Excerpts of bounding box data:
# # # # # # #

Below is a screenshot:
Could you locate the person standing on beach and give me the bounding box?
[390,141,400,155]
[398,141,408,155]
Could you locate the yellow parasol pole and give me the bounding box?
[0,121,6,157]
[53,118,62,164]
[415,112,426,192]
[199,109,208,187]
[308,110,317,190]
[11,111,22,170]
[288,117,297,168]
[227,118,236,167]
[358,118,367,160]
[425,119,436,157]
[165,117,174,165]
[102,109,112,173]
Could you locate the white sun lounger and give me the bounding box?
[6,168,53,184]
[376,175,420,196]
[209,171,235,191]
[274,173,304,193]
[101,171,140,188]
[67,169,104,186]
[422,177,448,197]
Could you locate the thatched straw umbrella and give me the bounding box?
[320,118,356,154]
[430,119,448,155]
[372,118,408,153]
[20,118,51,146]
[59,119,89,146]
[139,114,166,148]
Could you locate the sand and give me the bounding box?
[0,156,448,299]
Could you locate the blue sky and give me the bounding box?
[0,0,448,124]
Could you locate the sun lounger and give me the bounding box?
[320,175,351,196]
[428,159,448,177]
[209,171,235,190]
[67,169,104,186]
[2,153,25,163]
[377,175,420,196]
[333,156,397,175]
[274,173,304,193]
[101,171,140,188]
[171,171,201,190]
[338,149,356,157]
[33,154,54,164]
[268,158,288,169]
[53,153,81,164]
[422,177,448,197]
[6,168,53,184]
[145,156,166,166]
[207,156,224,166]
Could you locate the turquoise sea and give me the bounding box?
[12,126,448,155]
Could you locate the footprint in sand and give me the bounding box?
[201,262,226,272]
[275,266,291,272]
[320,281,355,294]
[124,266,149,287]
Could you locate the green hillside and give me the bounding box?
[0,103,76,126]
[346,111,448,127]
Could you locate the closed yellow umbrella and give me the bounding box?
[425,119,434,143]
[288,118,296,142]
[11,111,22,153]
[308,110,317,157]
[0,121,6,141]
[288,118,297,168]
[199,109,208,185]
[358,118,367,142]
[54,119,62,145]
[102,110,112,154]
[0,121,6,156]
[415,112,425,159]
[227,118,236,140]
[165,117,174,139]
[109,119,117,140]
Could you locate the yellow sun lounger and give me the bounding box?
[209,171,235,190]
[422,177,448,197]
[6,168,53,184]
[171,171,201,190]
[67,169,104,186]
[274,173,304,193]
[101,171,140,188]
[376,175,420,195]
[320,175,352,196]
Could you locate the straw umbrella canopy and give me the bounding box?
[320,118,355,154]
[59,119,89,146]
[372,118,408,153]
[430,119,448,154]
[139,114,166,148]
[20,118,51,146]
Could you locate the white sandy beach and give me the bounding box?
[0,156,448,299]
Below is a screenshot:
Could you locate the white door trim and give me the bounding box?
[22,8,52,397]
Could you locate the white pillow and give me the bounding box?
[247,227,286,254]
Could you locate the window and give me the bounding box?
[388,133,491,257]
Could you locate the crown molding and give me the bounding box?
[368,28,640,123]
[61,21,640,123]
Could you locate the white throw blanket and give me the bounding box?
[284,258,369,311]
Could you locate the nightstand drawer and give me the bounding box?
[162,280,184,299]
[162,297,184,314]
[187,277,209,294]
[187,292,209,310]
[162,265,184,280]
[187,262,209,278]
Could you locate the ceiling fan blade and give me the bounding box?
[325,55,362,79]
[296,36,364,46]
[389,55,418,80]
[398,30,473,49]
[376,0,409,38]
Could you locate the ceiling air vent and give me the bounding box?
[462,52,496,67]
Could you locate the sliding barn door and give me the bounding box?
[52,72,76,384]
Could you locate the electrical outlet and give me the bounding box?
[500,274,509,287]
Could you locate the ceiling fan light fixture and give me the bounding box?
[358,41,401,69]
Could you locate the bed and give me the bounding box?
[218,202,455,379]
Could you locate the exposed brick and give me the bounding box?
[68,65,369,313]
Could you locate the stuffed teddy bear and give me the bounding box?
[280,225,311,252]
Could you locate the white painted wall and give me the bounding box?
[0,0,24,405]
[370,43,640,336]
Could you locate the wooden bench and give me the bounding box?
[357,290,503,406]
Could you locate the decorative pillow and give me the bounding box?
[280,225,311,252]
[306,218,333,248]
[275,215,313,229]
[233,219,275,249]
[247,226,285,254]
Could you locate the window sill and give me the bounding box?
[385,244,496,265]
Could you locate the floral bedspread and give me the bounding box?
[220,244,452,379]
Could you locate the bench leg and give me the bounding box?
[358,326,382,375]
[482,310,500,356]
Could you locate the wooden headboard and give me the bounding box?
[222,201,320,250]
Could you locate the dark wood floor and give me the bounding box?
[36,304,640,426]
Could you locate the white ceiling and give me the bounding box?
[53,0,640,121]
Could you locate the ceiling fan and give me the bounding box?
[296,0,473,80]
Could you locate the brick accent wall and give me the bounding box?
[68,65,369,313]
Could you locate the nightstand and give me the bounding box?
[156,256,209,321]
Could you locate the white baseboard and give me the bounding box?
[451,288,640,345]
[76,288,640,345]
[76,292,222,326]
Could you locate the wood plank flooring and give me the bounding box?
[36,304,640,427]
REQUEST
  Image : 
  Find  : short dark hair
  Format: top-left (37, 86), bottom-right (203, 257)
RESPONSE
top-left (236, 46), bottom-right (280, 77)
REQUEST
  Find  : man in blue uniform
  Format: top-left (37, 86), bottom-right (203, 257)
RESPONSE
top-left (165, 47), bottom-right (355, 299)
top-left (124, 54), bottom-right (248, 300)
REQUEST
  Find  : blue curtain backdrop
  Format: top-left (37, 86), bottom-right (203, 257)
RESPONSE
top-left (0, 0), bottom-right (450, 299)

# # # # # # #

▸ **Set task**: Rewrite the data from the line with "Could you locate the crown" up to and including the line with "[218,202,455,379]", changing "ceiling fan" to "overhead fan" and leaving everything else as it is. Return only those lines.

▸ **Written answer**:
Could you locate the crown molding and give me the bounding box?
[368,28,640,123]
[61,21,640,123]
Could you locate the white throw blanket and give me the bounding box?
[284,258,369,311]
Could you locate the nightstand drawer and give me the bounding box?
[162,280,184,299]
[162,297,184,314]
[187,277,209,294]
[187,292,209,310]
[162,265,184,280]
[187,262,209,278]
Could you locate the overhead fan blade and give me the bounding box?
[325,55,362,79]
[296,36,364,46]
[389,55,418,80]
[398,30,473,49]
[376,0,409,38]
Could you locate the ceiling air vent and give me the bounding box?
[462,52,496,67]
Could you locate the sliding barn door and give me the bounding box?
[52,72,76,384]
Could you locate the electrical outlet and give me the bounding box?
[500,274,509,287]
Could you locate the overhead fan light fixture and give me the bounding box?
[358,41,401,69]
Could you locate the bed and give me the bounding box?
[218,202,455,379]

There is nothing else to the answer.